_Text section_:
The 114th Pennsylvania at Brandy Station, Pennsylvania, in April, 1864 (Library of Congress); the 5th New York Voluntary Infantry in Virginia in the winter of 1862-63 as drawn by wartime illustrator Edwin Forbes (New York Public Library Digital Gallery).

Despite the service of the brave men in these companies, it’s still difficult for me to see the American Zouave movement as much more than fashionable , a perception that is reinforced by contemporary images such as those below:  a page from Godey’s Lady Book (of all places!!!) illustrating the new Zouave jacket in 1860, and Thomas Nast’s 1862 painting The Young Zouave.  But I could be wrong.


A Bit of Bridgman

I’m on the trail of yet-another-new-to-me-Salem-artist today:  Lewis Jesse Bridgman (1857-1931), an incredibly prolific illustrator of countless children’s books and historical sketches from the 1880s to the 1920s.  Actually, Bridgman is not entirely unknown to me, having seen a little exhibition of some of his whimsical images at our local frame shop (The Art Corner) a couple of years ago, and I probably could count all of his titles if I wanted too, but I’m a bit lazy today after the big house tour yesterday (hence the very late post).  So these images are just the tip of the iceberg for Bridgman, who should be a lot better known, I think.

Bridgman, usually credited as “J.L. Bridgman” and sometimes just as “Bridgman”, which tells you just how eminent he was after the turn of the last century, was born in Lawrence and moved to Salem after his graduation from Harvard.  He lived on Summit Avenue, off Lafayette, for much of his life but seems to have acquired a Boston address later on. He illustrated books by Rudyard Kipling, Annie Fellows Johnston, Sylvester Baxter, and Edith Robinson, as well as Mary Hazelton Blanchard’s popular Our Little (African, Indian, Korean, Japanese, Russian, German, Siamese & Eskimo–maybe more!) Cousin series. As his reputation grew, his name gets larger on the cover and title pages, until it becomes part of the title, as in Bridgman’s Kewts (1902), one of several books he produced for H.M. Caldwell, Publishers after 1900.

_Work order 1_:
In the text on Lewis Jesse Bridgman, on which street did he live in Salem for much of his life?
_Work order 2_:
Extend the text on Lewis Jesse Bridgman, starting after its final sentence.

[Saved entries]
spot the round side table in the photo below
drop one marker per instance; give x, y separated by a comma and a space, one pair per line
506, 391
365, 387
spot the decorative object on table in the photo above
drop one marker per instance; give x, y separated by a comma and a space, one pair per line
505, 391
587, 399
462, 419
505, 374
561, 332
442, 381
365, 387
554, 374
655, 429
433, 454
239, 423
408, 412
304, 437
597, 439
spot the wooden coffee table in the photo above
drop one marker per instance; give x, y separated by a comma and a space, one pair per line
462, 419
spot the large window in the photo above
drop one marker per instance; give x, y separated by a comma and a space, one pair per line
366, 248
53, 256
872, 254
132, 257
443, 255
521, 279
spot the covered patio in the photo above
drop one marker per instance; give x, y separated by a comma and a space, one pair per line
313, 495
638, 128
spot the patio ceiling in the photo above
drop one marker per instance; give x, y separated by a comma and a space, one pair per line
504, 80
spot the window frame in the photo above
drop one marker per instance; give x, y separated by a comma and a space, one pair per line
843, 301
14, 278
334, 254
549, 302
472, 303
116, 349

_Answer box 1_:
Summit Avenue, off Lafayette.

_Answer box 2_:
Here’s a very small sample of Bridgman’s work in print, in no particular order, but beginning with my favorite, PK Fitzhugh’s King Time: or the Mystical Land of the Hours (1908), another Caldwell title. With its clockfaced characters gallivanting through time, this is one of the most charming children’s books that I’ve ever seen, and I think it illustrates the range of Bridgman’s talents very well.

One of Bridgman’s own titles, Seem-So’s (1903), which plays with imagery and silhouettes in a very clever way, and a page from Bridgman’s Kewts, in which bald little creatures dressed in worldly costumes travel through the US (unfortunately the African Kewt is named Sambo):  here they are gazing upon a Newport mansion. Two more Caldwell titles from the same era:  an alligator in pursuit of a rabbit in Christmas Comes but Once a Year (1903), and the cover of Farmer Fox and other Rhymes (1904).

The decidedly less whimsical and colorful illustrations in Elbridge Streeter Brooks’ Story of New York (1888), one of Bridgman’s earliest commissions, are representative of some of the more “serious” historical and architectural illustrations that he did throughout his career, including pen and ink drawings of Salem landmarks and ships that he produced for the Essex Institute and Peabody Museum in the teens and 1920s.  Though he will probably be forever pigeonholed as a children’s book illustrator, Mr. Bridgman seems to have possessed the ability to depict nearly everything in a variety of mediums.  I couldn’t find a nice scan-able image, but I was particularly struck by his watercolor painting of a basement kitchen on Chestnut Street in the collection of Historic New England:  a rather simple scene, beautifully rendered.